TASK TO COMPLETE: Aside from the pictures, the entries should be given again exactly.

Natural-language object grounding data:
§ §

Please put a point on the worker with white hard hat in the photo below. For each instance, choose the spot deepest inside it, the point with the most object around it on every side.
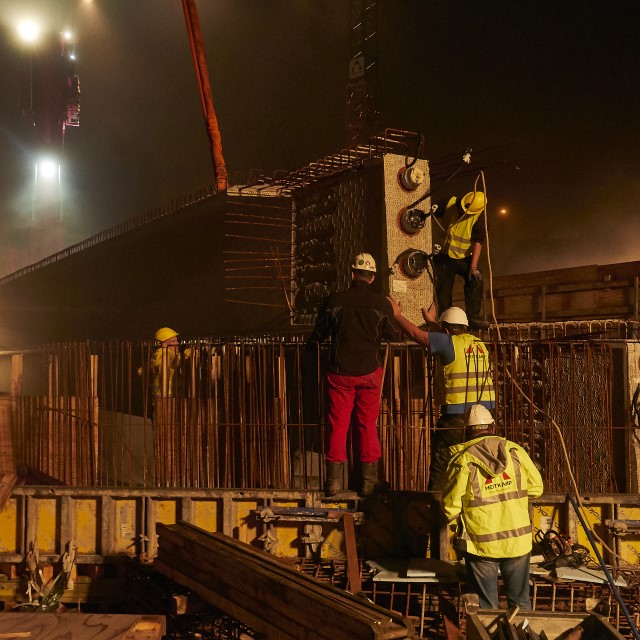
(463, 379)
(458, 235)
(357, 321)
(488, 483)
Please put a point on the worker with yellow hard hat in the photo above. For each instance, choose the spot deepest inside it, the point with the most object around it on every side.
(165, 362)
(458, 235)
(463, 378)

§ §

TASK ANSWER:
Please put a point on the worker with white hard hat in the photo below. For each instance, choose the spot deepest inside it, the point with the most object around it on every side.
(463, 379)
(458, 235)
(357, 321)
(488, 483)
Please put a point on the worker with yellow hard hat in the photo above. For each instance, choose the spot deepest inside it, the point with the most object around it on every side.
(165, 362)
(458, 235)
(463, 378)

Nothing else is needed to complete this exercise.